| STATED GOAL A |
For the parsing article, tell whether each statement agrees with it, answering yes or no and quoting the deciding words: (i) The article first appeared in the May 2001 issue of Java Pro. (ii) The updated code relies on jakarta-oro for regular expressions. (iii) The exponentiation operator is now ^.

== EXTRACTED TEXT ==

Recursive Descent Parsing

Recursive Descent Parsing


PDF version of Web page

Recursive Descent Parsing

Daniel F. Savarese

Last Updated: 2012-05-19

Revision History
2014-03-07 
Andrew Duncan cleverly noticed the productions in Example 2 left out the right-recursive terms even though the code examples parsed them. This error was carried over from the original May 2001 column and had gone unnoticed until today. I've updated the right-recursive grammar to include the missing terms. Thanks Andrew!

This article was published originally in the May 2001 issue of Java Pro with the title “Express Yourself.” That column was especially popular. Over the years, I've run into code in programs copied from it verbatim. Please don't do that. Sample code is for learning, not production use—and you don't learn much from copying. Use what you learn to write your own original and improved code.

The techniques described in this article form the basis for the Vareos Calculator application, a scientific calculator implemented in JavaScript and SVG. You can find an expanded version of the expression grammar from this article in the help page for Calculator.

Changes. I have updated the code to use Java features that didn't exist at the time. Specifically, the code now uses enumerations, generics, CharSequence instead of String for input, the so-called enhanced for loop, and java.util.regex instead of jakarta-oro for regular expressions. Also, the exponentiation operator has changed from ** to ^.

XML Isn't Always the Answer

Even though XML provides a versatile information representation structure, it is not appropriate for use by all applications. Sometimes information is expressed more appropriately in a form as close as possible to its natural representation. For example, even though mathematical expressions can be encoded in XML, it is more natural to define a grammar for parsing mathematical expressions if you are writing a calculator or spreadsheet program.

When XML isn't the right tool, you must assume the burden of parsing and interpreting information, rather than use one of many available XML parsers.[1] Even with an XML parser, you must interpret the meaning of what has been parsed relative to your application's semantics. Before you attempt to write a parser, you need to understand the structure of the information you are working with. The information may be passive data, requiring conversion into program data structures, or it may be active data (e.g., a spreadsheet macro), encoding a set of instructions requiring interpretation. In either case, the information must be translated into another form.

Context-Free Grammars

An information stream that a program parses can be thought of as a language, and the specification of its structure as a syntax. You can define the syntax of many languages using a context-free grammar. Context-free grammars were first applied to describing computer languages when John Backus drafted the Algol 60 specification. As a historical note, Algol is the origin of many of the syntactic structures present in the C language and its syntactic brethren, including Java. The notation Backus used later became known as Backus-Naur Form (BNF) in honor of both Backus's and Naur's contributions to the Algol 60 report.

BNF defines a set of productions consisting of a non-terminal followed by a combination of terminals and non-terminals. A terminal is an atomic token, like a parenthesis. A non-terminal is a language construct that expands ultimately into a series of tokens, such as a mathematical expression.

===

| STATED GOAL B |
Please rewrite every line of the records below with "wooden vineyard post" swapped for "vine stake", changing nothing else and leaving out the pictures.

== EXTRACTED INFORMATION ==

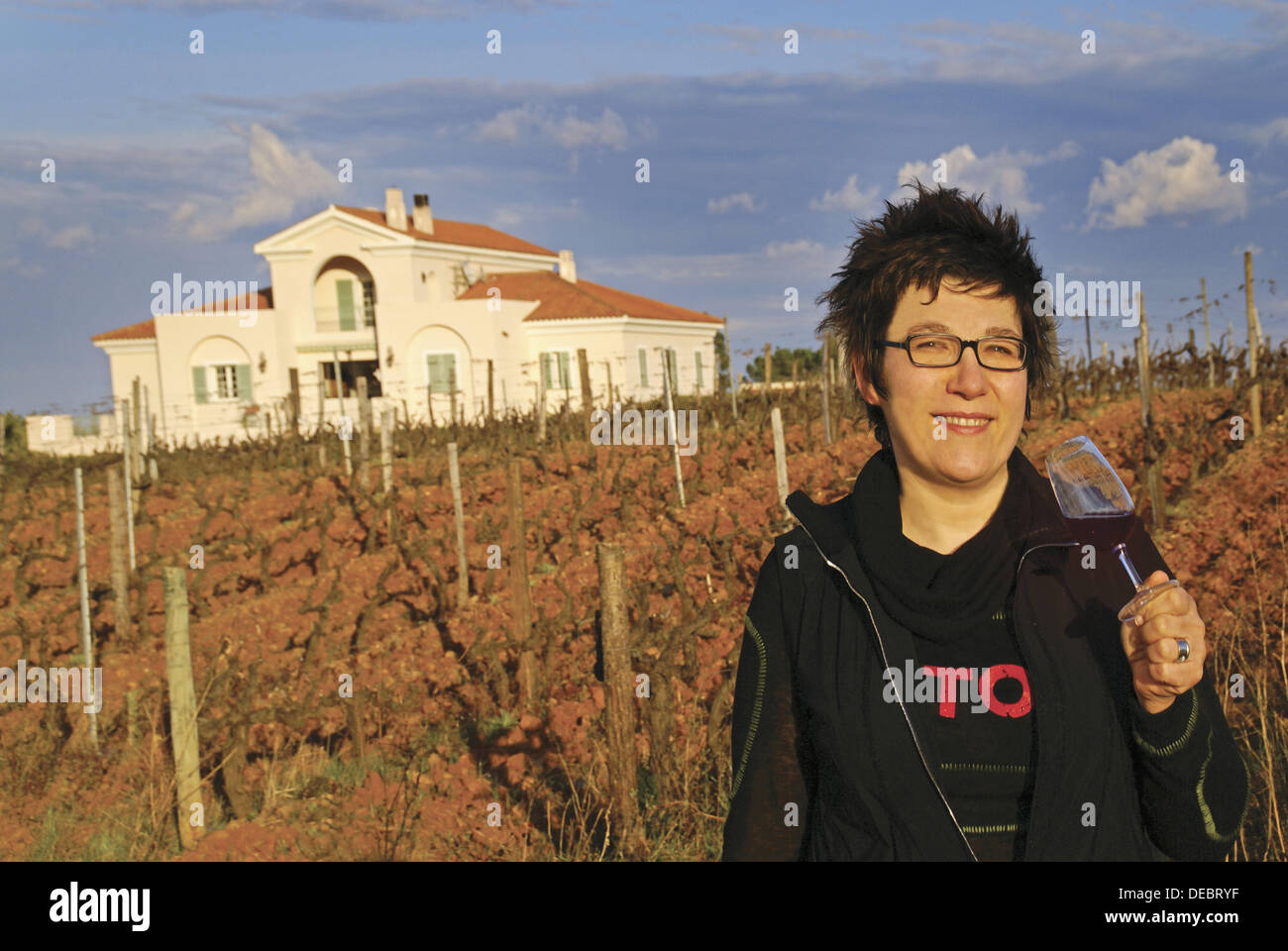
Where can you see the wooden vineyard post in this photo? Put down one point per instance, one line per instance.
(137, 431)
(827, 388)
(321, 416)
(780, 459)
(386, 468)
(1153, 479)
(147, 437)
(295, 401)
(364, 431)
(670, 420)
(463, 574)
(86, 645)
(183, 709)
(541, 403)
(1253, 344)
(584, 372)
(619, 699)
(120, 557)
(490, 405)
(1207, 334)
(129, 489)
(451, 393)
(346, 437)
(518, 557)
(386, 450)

===

| TASK RESULT A |
(i) Yes: "This article was published originally in the May 2001 issue of Java Pro with the title “Express Yourself.”"
(ii) No: "java.util.regex instead of jakarta-oro for regular expressions"
(iii) Yes: "the exponentiation operator has changed from ** to ^."

| TASK RESULT B |
Where can you see the vine stake in this photo? Put down one point per instance, one line per instance.
(137, 431)
(827, 388)
(321, 416)
(780, 459)
(386, 468)
(1153, 479)
(147, 437)
(295, 401)
(364, 431)
(670, 420)
(463, 574)
(86, 645)
(183, 709)
(541, 403)
(1253, 344)
(584, 372)
(619, 699)
(120, 557)
(490, 405)
(1207, 334)
(129, 489)
(451, 393)
(346, 437)
(518, 557)
(386, 450)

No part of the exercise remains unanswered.